WHAT IS REQUIRED: Write out every line of the material exactly as it appears.

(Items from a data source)
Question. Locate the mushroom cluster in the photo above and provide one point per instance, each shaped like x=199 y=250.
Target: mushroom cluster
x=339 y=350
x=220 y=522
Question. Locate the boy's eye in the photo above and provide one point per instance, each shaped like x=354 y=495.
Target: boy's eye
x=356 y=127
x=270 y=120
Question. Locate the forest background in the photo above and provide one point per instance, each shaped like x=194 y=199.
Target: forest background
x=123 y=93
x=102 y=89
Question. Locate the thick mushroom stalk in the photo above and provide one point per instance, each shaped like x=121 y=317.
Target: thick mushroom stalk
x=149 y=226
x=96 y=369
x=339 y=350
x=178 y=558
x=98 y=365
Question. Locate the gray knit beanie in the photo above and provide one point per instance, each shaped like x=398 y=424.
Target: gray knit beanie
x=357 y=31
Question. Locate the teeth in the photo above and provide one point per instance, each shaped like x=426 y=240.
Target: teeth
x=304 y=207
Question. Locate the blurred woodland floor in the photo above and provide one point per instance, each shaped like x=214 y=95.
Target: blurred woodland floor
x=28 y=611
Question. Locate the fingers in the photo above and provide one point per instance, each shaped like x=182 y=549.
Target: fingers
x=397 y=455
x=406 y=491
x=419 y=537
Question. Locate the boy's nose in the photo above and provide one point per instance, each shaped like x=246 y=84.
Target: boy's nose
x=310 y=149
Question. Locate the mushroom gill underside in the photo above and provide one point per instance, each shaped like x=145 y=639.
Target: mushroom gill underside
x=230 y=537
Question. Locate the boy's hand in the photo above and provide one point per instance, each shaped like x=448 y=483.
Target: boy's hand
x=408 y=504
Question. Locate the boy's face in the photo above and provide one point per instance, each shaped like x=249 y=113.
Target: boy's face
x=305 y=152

ANSWER BELOW:
Question. Locate the mushroom cluster in the photo above and provide one point per instance, each shaped like x=199 y=250.
Target: mushroom cluster
x=339 y=350
x=220 y=522
Question. Locate the boy's eye in the photo above and provide one point per instance, each shaped like x=354 y=495.
Target: boy's eye
x=356 y=127
x=270 y=120
Question. Locate the forest background in the photo above and provide one point per instance, each shaped like x=194 y=199.
Target: forest background
x=123 y=93
x=102 y=89
Question. Locate the thick mushroom stalk in the photo above and provide one point per instance, each shaped like x=121 y=317.
Target: thick mushroom stalk
x=149 y=226
x=96 y=369
x=339 y=350
x=178 y=558
x=98 y=365
Question. Locate the gray knit beanie in the photo above and provide one point per instance, each shaped like x=398 y=424.
Target: gray knit beanie
x=357 y=31
Question. Locate the teeth in the photo above and provide one point per instance, each shaped like x=426 y=240.
Target: teeth
x=304 y=207
Question. Locate the blurred woodland floor in the photo above and provide one point per instance, each shaped like x=214 y=95.
Target: blurred woodland floor
x=28 y=611
Question. Locate the fingers in the photo above and provide one point per instance, each shaped like x=182 y=549.
Target: fingers
x=397 y=455
x=406 y=491
x=419 y=537
Question. Locate the boy's nose in the photo above and provide one point per instance, each shaped like x=246 y=84.
Target: boy's nose
x=310 y=149
Question. Locate the mushroom gill underside in the photo above and provide one point per instance, each shaped like x=145 y=639.
Target: mushroom gill underside
x=230 y=537
Question. Locate the boy's hand in the photo above and provide one point per instance, each shaped like x=448 y=483.
Target: boy's hand
x=408 y=504
Question. Locate the boy's face in the photo above and provide one point per instance, each shaped like x=249 y=113.
Target: boy's face
x=305 y=152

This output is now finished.